[Directions] A line qualifies if it holds the string "black". Copy every qualifying line from the records.

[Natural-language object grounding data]
· · · · · · ·
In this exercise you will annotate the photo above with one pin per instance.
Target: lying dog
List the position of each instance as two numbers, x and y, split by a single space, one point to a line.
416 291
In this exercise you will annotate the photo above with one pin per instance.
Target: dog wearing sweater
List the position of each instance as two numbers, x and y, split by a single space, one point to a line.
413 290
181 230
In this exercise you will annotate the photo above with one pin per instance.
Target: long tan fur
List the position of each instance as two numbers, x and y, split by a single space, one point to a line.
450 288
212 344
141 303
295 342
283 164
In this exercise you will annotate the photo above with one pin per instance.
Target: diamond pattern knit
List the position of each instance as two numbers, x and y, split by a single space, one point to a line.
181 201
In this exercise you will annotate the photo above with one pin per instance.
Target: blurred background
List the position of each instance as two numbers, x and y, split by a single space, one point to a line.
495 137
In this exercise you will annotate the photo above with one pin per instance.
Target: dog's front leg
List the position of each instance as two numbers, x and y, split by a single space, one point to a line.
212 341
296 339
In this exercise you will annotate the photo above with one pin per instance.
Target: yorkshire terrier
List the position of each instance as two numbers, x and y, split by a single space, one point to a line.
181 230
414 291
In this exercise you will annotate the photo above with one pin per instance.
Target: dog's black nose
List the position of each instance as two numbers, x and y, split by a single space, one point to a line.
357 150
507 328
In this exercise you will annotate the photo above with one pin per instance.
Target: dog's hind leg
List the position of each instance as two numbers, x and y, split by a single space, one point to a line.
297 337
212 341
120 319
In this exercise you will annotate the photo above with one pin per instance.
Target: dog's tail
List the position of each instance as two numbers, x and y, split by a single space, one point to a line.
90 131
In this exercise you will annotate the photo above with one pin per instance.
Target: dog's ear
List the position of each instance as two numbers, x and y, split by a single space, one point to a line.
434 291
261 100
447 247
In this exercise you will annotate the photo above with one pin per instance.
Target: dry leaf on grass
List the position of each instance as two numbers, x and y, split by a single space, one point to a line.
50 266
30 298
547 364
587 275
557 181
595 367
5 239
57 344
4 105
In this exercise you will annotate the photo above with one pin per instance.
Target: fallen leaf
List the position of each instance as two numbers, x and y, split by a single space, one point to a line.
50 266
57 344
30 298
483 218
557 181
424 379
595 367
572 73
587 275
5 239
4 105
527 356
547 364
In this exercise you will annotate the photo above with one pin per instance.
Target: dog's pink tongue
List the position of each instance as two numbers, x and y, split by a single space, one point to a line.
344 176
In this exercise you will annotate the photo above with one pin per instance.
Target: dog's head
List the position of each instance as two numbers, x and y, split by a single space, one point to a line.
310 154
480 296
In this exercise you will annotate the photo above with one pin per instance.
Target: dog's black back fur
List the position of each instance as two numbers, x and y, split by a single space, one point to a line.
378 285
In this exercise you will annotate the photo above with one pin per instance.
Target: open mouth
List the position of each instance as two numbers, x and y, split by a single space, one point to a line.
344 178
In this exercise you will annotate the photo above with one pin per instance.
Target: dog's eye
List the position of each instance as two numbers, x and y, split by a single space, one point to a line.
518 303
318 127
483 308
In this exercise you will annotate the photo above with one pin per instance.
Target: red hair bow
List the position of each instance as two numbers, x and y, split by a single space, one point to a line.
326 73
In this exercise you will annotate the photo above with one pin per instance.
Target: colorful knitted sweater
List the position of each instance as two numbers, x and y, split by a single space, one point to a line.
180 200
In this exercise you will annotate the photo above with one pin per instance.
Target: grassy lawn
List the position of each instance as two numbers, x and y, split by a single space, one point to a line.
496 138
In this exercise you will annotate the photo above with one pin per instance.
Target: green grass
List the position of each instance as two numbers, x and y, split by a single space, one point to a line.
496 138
· · · · · · ·
[Answer below]
Target: dog's black nose
Target: dog's black back fur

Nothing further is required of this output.